• About this exercise:
Output the records below again, precisely as they are written.

--- Information given ---

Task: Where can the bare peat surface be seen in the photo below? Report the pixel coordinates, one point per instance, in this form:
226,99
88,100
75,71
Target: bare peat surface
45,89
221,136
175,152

---

• The answer:
Task: Where can the bare peat surface be seen in the photo below? Report the pixel coordinates, one point per instance, in this form:
226,99
88,100
75,71
Target: bare peat surface
45,89
221,136
175,152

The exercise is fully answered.